Begin Data entries
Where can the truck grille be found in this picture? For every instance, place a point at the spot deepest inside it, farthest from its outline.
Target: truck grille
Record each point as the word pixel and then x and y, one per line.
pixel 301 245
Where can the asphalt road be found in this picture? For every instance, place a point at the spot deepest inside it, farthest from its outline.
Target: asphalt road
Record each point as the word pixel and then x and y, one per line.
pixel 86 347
End Data entries
Begin Data entries
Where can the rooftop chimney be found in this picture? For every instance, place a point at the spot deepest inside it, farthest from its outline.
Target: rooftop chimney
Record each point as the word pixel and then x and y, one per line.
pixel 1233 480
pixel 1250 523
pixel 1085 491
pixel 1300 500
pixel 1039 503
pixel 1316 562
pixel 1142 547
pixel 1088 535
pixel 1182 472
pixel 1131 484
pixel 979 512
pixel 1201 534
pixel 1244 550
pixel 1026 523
End Data entries
> _Work to do_:
Swap "rooftop chimney" for "chimney stack" in the lines starting with the one containing "Where can the rooftop" and running through the one containing "pixel 1244 550", keeping everything else the same. Reproduce only those lines.

> _Correct result_:
Where can the chimney stack be found in this picture? For every instance, place a point at the spot deepest inside it, farthest from its outline.
Target: chimney stack
Record each point as the word pixel and then x and y, one per line.
pixel 1233 480
pixel 1250 523
pixel 1085 491
pixel 1300 500
pixel 1039 503
pixel 1316 562
pixel 1142 547
pixel 1088 535
pixel 1182 472
pixel 1131 484
pixel 979 512
pixel 1201 534
pixel 1244 550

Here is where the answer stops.